→ **EXERCISE GOAL**: All the entries below should be reproduced exactly.
========================================================================
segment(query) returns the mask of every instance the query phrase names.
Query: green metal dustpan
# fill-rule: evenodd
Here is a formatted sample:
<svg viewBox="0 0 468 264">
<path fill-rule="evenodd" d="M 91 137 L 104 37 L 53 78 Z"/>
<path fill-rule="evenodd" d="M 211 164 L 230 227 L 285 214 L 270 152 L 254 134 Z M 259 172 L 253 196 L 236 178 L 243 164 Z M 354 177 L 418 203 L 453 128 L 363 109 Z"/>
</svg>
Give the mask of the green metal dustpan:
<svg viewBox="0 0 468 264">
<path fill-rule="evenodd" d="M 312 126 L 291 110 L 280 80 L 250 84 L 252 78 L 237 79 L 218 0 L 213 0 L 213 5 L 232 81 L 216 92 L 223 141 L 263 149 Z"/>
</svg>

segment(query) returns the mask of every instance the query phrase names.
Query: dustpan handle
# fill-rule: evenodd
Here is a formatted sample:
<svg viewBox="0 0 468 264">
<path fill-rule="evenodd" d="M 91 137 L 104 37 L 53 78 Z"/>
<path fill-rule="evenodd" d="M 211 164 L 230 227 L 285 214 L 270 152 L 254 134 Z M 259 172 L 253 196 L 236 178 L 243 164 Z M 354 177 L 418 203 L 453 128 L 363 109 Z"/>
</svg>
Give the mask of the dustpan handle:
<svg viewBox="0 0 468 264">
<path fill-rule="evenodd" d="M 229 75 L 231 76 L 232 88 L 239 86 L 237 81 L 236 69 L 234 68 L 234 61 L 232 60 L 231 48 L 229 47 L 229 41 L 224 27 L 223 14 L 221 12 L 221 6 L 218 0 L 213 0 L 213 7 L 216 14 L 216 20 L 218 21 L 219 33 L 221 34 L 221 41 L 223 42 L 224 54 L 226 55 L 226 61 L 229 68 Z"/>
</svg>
========================================================================
→ **PROBLEM SOLUTION**:
segment(query) returns the mask of every instance the query phrase names.
Query: green metal dustpan
# fill-rule: evenodd
Here is a formatted sample:
<svg viewBox="0 0 468 264">
<path fill-rule="evenodd" d="M 91 137 L 104 37 L 53 78 Z"/>
<path fill-rule="evenodd" d="M 211 164 L 230 227 L 285 214 L 270 152 L 254 134 Z M 259 172 L 253 196 L 236 178 L 243 164 Z M 354 177 L 418 203 L 453 128 L 363 109 Z"/>
</svg>
Give the mask of the green metal dustpan:
<svg viewBox="0 0 468 264">
<path fill-rule="evenodd" d="M 312 126 L 291 110 L 280 80 L 250 84 L 252 78 L 237 79 L 218 0 L 213 0 L 213 5 L 232 81 L 216 92 L 223 141 L 263 149 Z"/>
</svg>

segment(query) returns the mask of every instance the query phrase names.
Query: dustpan handle
# fill-rule: evenodd
Here is a formatted sample:
<svg viewBox="0 0 468 264">
<path fill-rule="evenodd" d="M 91 137 L 104 37 L 53 78 Z"/>
<path fill-rule="evenodd" d="M 211 164 L 230 227 L 285 214 L 270 152 L 254 134 Z M 259 172 L 253 196 L 236 178 L 243 164 Z M 354 177 L 418 203 L 453 128 L 363 109 Z"/>
</svg>
Give the mask of the dustpan handle:
<svg viewBox="0 0 468 264">
<path fill-rule="evenodd" d="M 229 75 L 231 76 L 232 88 L 239 86 L 237 81 L 236 69 L 234 68 L 234 61 L 232 60 L 231 48 L 229 47 L 229 41 L 224 27 L 223 14 L 221 12 L 221 6 L 218 0 L 213 0 L 213 7 L 216 14 L 216 20 L 218 21 L 219 33 L 221 34 L 221 41 L 223 42 L 224 54 L 226 55 L 226 61 L 229 68 Z"/>
</svg>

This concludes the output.